Provided passage.
"""

Why is the gal’s husband being held?

I know of a prof who applied for tenure more than once. Got a job at Google afterwards.

At the same school? That would be pretty rare.

As for the husband, I can only assume they thought he was complicit in some way. But they may just want to question him.

At the same school? If so, that is very unusual, and he would have been on a very atypical track at a very atypical university.

Rob is right - tenure is almost always a one shot deal at a particular institution and while some people do recover from tenure denial (my wife has some colleagues in this situation) it is usually seen as a black mark in academia.

Note that academia is not Google. Universities look for very different things and the politics are much more difficult to navigate.

Troy

At the same school. CSE prof at UCSD. One of my peers had him as an advisor. I think it had more to do with the guy not understanding what it took to succeed in academia than anything.

There’s basically 4 ways to tenure: Publish a lot, bring in a shit-ton of funding, be a great teacher, or be some kind of brilliant savant, so smart that the university can’t live without you. He hated writing, he didn’t bring in any big funding deals, he didn’t teach well. I suspect he believed himself in that fourth category. But since UCSD already has at least one guy who actually was in that category, the rest of the staff didn’t buy it.

OK, but it’s odd that they would actually meet to discuss it more than once. Generally, you get one shot at it, and that’s it. You have five years, and then you are up for tenure. They meet and discuss it, and if you are shot down, you don’t get another shot. So that’s very unusual, if you have the details right (or your friend does).

Actually no one at a major research school cares if you can teach. Because they assume that teaching is easy.

Troy

Also what Robert said. You get one shot on the tenure track. Once you’re denied, you usually get dropped to adjunct or instructor level if they even want you to stick around at all. 99/100 times they ask you to move on because that tenure line is a precious resource they won’t squander on someone who failed.

Troy

It wasn’t just the friend who reported this; my SO was also still in the dept. at the time, and we have a mutual friend who’s a (tenured) prof in the department.

I don’t think he had another shot; he applied for it, anyway. I think the reaction was essentially, “He just doesn’t get it, does he?” He wasn’t known for being particularly politically astute.

"""

Short problem A. In the tenure discussion, rewrite the paragraph beginning "There's basically 4 ways to tenure" as a short list that keeps its main facts.
Short problem B. In the tenure discussion, take the part starting with "Why is the gal’s" and going on through "very atypical university.", and change "Google" to "Microsoft".

Supplied records.

"""

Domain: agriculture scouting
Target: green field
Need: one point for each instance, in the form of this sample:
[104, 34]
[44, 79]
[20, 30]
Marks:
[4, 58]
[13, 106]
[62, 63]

"""

Expected answer A.
- Four ways to tenure: publish a lot, bring in a large amount of funding, be a great teacher, or be a brilliant savant the university can't live without.
- He hated writing, brought in no big funding deals, and didn't teach well.
- He probably believed he was in the fourth category.
- UCSD already had at least one person who truly was in that category, so the rest of the staff didn't buy it.

Expected answer B.
Why is the gal’s husband being held?

I know of a prof who applied for tenure more than once. Got a job at Microsoft afterwards.

At the same school? That would be pretty rare.

As for the husband, I can only assume they thought he was complicit in some way. But they may just want to question him.

At the same school? If so, that is very unusual, and he would have been on a very atypical track at a very atypical university.